Reproduce the entire text on the Nova Scotia doctors' agreement word for word.

(SUPPLIED TEXT)

Start of Block

A new five-year agreement for the province’s doctors is expected to boost attraction and retention of physicians to rural areas, decrease emergency room closures and entice doctors to spend more quality time with patients.
The Master Agreement between Doctors Nova Scotia and the Department of Health will cost the province $616 million over the five years and Health Minister Chris d’Entremont said it’s intended to change the overall system of healthcare in the province.
Doctors will receive monetary incentives to do the less attractive jobs. “We’ll see more doctors staying in Nova Scotia,” he said.
Doctors in the province voted 71 per cent in favour of the agreement and although many of the specific terms have yet to be tweaked, some of the incentives will be retroactive to April 1 of this year.
Emergency room doctors in Halifax, for example, will see an increase in hourly wages, jumping from $134.81 an hour to $156.10 an hour.

End of Block

(INFORMATION SUPPLIED)
Start of Block

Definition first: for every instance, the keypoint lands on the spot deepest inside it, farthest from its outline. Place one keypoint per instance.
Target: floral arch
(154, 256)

End of Block

(THE ANSWER)
A new five-year agreement for the province’s doctors is expected to boost attraction and retention of physicians to rural areas, decrease emergency room closures and entice doctors to spend more quality time with patients.
The Master Agreement between Doctors Nova Scotia and the Department of Health will cost the province $616 million over the five years and Health Minister Chris d’Entremont said it’s intended to change the overall system of healthcare in the province.
Doctors will receive monetary incentives to do the less attractive jobs. “We’ll see more doctors staying in Nova Scotia,” he said.
Doctors in the province voted 71 per cent in favour of the agreement and although many of the specific terms have yet to be tweaked, some of the incentives will be retroactive to April 1 of this year.
Emergency room doctors in Halifax, for example, will see an increase in hourly wages, jumping from $134.81 an hour to $156.10 an hour.